** Document segment **
Photography's first still life was a picture of a table set for a simple meal, made by Nicéphor Niépce in about 1827—years before the world even knew that there was such a thing as photography. Louis-Jacques-Mandé Daguerre, Niépce's collaborator, made a still life by 1837. The other two of photography's principal inventors—William Henry Fox Talbot and Hippolyte Bayard-were a little tardier, but both had completed their entries before 1840.

These first attempts all seem to me remarkably good, and one might think that by now the problem might have been finally solved, or at least exhausted, but it is on the contrary full of life, as demonstrated by the work of Zeke Berman, Joan Fontcumberta, Lee Friedlander, Jan Groover, and Abelard Morrel, for examples, as well as that of the old master who has gathered together here, from the work of a long half century, his own definition of his contribution to the ancient genre.

In spite of his famous modesty of manner, Penn is neither naïve nor artistically unlettered. He is no downy-cheeked neophyte with a book dummy under his arm, and he surely understands that a book of still lifes by him, after all these years, will be regarded as a most serious claim and that, as we look at these pictures, the great still life tradition cannot be far from our conscious thought. If he had done a book of war photographs, or of fashion photographs, we might have looked at the pictures as describing the history of events that were to a degree independent of their description, but the raw material of still life seems an issue that lies outside of history, except for art history. It is only the art of still life that seems to have a history (except perhaps to pomologists), and therefore a book of still lifes by a living artist will inevitably make us remember the work of Chardin and all his great company.

During the second half of the twentieth century (and in fact beginning a few years earlier) Irving Penn has been one of photography's conspicuous innovators and distinguished performers in at least two of the medium's oldest and most successful genres: still life and portraiture. The fact that we now are or soon will be in a new century (depending on whether or not we can count to ten) should not prevent him from continuing to surprise and delight us in both these areas of work, if he should choose to do so.

High success is in itself surprising, but it is very rare for a photographer to be preeminent in both portraiture and still life. Before Penn, only Edward Weston comes to mind. In painting also it is unusual for an artist to be equally at home in both genres, until modern times, when painters from Manet to Picasso turned the trick, perhaps by somehow turning their portrait sitters into the more lasting stuff of still life.

** Written instruction a **
Decide whether each statement agrees with the passage on still life photography, answering yes or no and quoting the words that settle it: (i) Niépce made a still life in about 1827; (ii) Talbot and Bayard finished their still lifes after 1840; (iii) Penn is described as naïve and artistically unlettered.

** Supplied records **
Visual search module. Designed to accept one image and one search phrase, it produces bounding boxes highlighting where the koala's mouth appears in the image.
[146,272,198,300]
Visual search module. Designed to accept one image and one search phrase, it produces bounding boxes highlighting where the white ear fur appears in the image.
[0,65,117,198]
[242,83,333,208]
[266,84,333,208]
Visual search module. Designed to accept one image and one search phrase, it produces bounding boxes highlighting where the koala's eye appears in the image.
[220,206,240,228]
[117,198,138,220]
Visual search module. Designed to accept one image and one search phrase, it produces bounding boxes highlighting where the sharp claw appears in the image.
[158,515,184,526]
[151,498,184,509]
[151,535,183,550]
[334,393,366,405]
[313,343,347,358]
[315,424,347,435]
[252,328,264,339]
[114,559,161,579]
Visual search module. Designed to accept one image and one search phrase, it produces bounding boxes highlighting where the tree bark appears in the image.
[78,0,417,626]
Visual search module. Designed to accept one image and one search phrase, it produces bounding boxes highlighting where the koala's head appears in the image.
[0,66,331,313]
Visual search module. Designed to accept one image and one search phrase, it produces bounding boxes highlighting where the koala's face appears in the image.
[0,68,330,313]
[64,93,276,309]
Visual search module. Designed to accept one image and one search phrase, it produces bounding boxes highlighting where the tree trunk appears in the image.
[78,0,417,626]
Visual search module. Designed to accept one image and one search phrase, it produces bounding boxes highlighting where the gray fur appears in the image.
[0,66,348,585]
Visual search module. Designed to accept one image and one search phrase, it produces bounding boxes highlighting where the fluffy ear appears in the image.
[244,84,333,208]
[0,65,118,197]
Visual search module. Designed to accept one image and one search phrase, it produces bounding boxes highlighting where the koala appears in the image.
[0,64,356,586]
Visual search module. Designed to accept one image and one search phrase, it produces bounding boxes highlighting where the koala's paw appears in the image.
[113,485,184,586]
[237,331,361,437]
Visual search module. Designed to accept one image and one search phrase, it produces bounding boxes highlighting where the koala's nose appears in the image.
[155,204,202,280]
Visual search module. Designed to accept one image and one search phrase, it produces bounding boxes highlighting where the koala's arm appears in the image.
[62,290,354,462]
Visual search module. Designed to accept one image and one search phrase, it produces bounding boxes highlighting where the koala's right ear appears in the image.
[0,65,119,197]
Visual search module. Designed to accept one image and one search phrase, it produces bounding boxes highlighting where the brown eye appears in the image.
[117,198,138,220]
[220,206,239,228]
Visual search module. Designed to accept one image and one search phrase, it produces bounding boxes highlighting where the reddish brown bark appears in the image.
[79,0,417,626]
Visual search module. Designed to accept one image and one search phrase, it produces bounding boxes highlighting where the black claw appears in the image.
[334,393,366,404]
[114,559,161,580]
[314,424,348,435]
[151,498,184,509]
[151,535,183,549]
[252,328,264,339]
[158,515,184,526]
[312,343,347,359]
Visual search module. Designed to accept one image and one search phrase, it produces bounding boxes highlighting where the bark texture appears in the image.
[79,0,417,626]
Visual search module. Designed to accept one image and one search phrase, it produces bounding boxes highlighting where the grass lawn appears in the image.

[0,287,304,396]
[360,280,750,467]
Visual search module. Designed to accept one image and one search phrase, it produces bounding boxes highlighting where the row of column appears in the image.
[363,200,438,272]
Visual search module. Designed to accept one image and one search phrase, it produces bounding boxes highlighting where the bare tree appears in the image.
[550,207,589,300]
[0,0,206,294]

** Written instruction b **
Tally the lines in the rows above that contain the string "brown", and give only the number.

** Full solution a **
(i) Yes: "made by Nicéphor Niépce in about 1827"
(ii) No: "both had completed their entries before 1840"
(iii) No: "Penn is neither naïve nor artistically unlettered"

** Full solution b **
2